Starting with the line that holds "Query: dark brown lower cabinet", reproduce each line through the last one of the data, exactly as written. Pictures are not copied.

Point localization data
::::::::
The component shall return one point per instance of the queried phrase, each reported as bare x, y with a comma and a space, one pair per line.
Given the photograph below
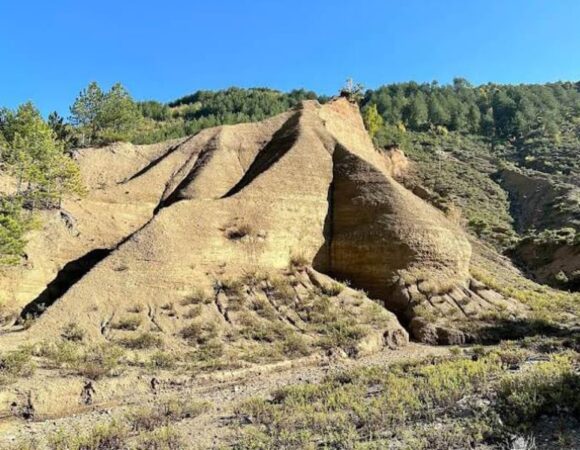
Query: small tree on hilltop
352, 91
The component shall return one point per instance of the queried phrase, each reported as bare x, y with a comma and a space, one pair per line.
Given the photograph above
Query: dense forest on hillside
469, 144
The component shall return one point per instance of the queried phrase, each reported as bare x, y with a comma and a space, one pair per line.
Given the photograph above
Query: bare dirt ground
223, 390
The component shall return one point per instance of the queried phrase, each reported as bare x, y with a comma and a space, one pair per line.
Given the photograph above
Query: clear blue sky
50, 50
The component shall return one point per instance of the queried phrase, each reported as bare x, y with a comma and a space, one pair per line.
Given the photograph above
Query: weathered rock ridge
305, 189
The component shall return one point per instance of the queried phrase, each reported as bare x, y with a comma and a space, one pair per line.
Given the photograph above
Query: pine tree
85, 110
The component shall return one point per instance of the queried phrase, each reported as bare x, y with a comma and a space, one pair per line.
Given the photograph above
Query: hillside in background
294, 282
502, 159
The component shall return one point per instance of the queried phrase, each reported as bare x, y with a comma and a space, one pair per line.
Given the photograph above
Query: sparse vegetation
142, 341
165, 413
15, 364
420, 405
130, 323
73, 332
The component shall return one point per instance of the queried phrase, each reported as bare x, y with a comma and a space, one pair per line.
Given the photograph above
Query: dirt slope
245, 202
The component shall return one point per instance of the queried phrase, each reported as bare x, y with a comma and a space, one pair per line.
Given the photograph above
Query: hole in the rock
72, 272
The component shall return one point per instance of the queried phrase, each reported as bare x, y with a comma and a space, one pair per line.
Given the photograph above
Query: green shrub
142, 341
15, 364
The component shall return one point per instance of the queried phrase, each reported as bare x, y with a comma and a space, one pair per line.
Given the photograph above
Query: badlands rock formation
224, 214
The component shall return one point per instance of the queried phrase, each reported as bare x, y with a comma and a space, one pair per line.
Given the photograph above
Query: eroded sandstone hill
233, 228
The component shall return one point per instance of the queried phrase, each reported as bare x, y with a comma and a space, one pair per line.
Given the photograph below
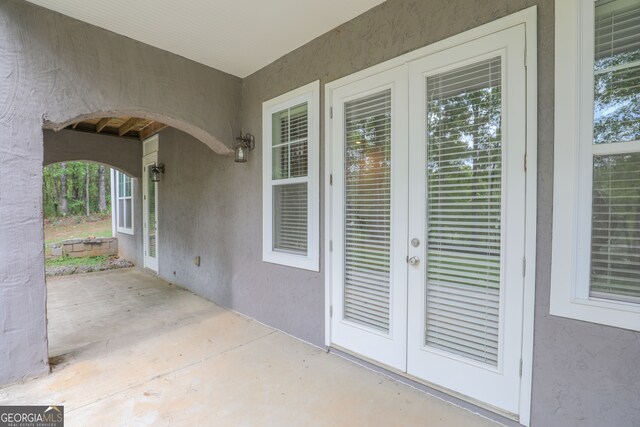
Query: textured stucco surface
583, 374
68, 145
52, 70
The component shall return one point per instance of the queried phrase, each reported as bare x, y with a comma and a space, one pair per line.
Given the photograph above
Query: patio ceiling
235, 36
126, 127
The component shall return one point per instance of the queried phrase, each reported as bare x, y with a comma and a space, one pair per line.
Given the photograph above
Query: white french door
150, 212
428, 217
369, 216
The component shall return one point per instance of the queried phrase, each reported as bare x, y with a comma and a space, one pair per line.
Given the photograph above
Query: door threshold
444, 393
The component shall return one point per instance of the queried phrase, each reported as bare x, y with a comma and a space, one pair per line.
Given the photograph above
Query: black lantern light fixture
156, 170
245, 144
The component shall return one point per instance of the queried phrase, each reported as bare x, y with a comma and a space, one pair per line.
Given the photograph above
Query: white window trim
310, 94
528, 17
116, 204
573, 152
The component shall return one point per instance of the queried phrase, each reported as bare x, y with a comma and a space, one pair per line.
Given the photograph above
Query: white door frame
389, 349
149, 159
528, 17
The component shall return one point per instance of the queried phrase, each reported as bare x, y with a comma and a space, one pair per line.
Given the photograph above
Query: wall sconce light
156, 170
245, 144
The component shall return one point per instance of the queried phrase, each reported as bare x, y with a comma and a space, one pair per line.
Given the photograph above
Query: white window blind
615, 216
152, 214
464, 161
290, 217
290, 159
290, 178
124, 203
368, 210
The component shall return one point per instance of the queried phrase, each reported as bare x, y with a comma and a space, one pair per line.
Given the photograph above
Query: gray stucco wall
68, 145
54, 69
193, 217
584, 374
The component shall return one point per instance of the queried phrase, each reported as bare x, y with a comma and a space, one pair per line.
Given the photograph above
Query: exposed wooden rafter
128, 125
151, 129
122, 126
102, 124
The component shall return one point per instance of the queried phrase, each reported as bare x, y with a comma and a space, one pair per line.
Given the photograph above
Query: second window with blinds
291, 193
124, 202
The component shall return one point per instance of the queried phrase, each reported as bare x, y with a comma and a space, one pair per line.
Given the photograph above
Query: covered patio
128, 348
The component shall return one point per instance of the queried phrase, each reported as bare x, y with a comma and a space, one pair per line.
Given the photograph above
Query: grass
67, 261
76, 227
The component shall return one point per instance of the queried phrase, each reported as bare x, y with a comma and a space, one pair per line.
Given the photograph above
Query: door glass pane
463, 172
151, 214
368, 210
615, 227
617, 71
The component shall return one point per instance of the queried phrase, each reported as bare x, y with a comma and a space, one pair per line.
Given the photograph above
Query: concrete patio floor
130, 349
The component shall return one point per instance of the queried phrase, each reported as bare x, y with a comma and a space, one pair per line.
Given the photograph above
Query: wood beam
102, 124
128, 125
151, 129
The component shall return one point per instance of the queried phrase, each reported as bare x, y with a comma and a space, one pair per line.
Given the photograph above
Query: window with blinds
615, 217
464, 198
124, 203
289, 164
368, 210
152, 214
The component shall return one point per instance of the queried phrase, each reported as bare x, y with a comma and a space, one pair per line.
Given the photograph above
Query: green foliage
75, 173
66, 261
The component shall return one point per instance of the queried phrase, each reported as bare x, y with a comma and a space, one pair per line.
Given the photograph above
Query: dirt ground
75, 227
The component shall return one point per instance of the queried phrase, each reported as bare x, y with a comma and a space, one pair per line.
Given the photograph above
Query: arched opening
123, 145
130, 119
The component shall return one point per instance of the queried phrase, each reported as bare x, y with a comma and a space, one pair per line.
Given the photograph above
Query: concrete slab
130, 349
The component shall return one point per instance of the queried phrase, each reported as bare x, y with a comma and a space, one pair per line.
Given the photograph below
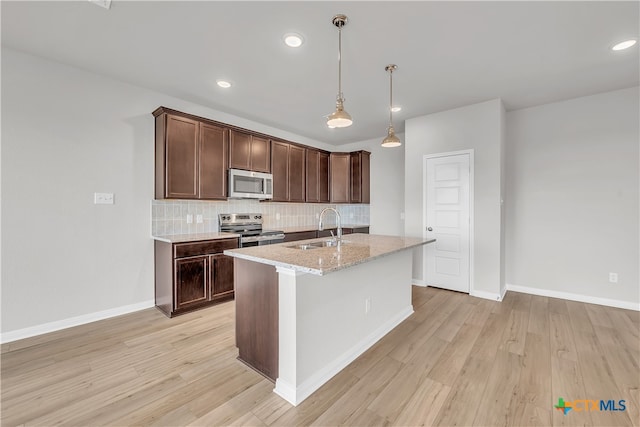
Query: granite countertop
196, 237
356, 249
303, 228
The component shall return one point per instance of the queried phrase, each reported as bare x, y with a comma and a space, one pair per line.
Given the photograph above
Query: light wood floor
457, 360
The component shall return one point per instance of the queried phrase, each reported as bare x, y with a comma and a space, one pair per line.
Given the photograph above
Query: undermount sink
316, 245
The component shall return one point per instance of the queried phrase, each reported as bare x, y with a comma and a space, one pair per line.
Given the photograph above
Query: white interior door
447, 219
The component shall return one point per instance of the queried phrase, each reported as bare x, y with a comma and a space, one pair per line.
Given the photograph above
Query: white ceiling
449, 54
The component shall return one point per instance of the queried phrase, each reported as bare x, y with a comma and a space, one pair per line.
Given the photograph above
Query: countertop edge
323, 272
186, 238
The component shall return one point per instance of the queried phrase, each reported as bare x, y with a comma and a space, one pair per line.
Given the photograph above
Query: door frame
470, 152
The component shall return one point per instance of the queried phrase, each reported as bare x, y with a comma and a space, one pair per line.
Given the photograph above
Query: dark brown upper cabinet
317, 176
249, 152
360, 176
191, 157
350, 175
288, 169
340, 165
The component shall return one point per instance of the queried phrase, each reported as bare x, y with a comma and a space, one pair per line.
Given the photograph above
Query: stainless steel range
249, 226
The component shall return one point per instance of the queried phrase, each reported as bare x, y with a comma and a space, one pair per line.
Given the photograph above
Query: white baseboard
44, 328
628, 305
486, 295
295, 395
419, 282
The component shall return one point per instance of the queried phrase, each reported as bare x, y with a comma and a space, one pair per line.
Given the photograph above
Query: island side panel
256, 294
328, 322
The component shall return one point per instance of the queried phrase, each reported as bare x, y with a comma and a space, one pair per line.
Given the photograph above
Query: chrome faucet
321, 227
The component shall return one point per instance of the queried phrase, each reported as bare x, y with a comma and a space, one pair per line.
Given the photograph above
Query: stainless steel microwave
250, 185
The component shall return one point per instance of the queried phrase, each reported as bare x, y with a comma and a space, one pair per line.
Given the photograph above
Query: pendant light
339, 118
391, 140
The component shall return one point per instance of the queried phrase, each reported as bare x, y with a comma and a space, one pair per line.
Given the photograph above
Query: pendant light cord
340, 62
390, 97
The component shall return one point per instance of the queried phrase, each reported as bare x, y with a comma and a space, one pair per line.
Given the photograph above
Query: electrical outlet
102, 3
103, 198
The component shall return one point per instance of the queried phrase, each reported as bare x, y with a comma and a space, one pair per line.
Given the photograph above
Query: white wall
387, 185
478, 127
66, 134
572, 198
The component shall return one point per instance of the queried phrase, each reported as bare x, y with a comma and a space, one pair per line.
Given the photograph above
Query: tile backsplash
169, 217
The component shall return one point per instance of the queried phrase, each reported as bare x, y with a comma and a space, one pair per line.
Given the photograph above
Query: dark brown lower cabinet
191, 282
189, 276
257, 316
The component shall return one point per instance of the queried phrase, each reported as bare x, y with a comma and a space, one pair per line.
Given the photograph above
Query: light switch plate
103, 198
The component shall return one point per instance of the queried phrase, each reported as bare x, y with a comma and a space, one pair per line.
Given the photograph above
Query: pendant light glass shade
391, 140
339, 118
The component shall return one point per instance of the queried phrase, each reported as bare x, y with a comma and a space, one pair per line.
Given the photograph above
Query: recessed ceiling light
293, 39
624, 45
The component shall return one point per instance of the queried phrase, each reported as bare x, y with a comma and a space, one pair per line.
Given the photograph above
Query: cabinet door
260, 154
356, 177
323, 178
213, 162
312, 163
340, 189
366, 177
181, 147
280, 171
296, 174
240, 150
191, 282
221, 276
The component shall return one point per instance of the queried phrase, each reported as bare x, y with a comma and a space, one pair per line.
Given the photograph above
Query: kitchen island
305, 310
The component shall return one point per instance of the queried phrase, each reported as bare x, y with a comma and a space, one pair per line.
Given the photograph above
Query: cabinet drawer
182, 250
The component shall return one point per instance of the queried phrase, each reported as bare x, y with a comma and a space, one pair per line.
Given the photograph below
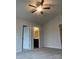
::::::::
# Solution for this exercise
Query: dark brown lower cabinet
191, 282
189, 276
257, 316
The component shall return one point per instance of the queried phrase, each reported as bare x, y with a comma and a space, one pair per line.
Given the photograph above
Query: light switch plate
103, 198
The component shall return one point per instance of the queried phrase, each reported as bare x, y with a comma and a space, one pair per line.
Given the photograph above
Query: pendant light glass shade
391, 140
339, 118
The component shall return one point per instance of the queried phrase, each reported as bare x, y with a comma and a space, one pair per line.
Given the photograph above
Query: recessed ceiling light
293, 39
624, 45
The component shall return one point per instance of the queried phrase, each reported as bare x, y with a comma and a space, one pair per line.
Given the photograph above
Query: cabinet door
260, 154
356, 177
323, 178
213, 162
312, 163
340, 189
366, 177
181, 147
280, 171
296, 174
240, 150
191, 282
221, 276
The component shall return one point per instance of the queried phrase, each reported as bare x, y with a comma and a space, one pair per line.
Given the photograph above
Query: kitchen island
305, 310
The component shall return one point per instance of the queried phrase, each reported as bare x, y with a comma and a space, one pair per line.
Given the photograph above
Query: cabinet drawer
182, 250
The component shall return one point per instance of the queried phrase, each reported as bare x, y with a comma and a space, one pair per line.
Given the photograph below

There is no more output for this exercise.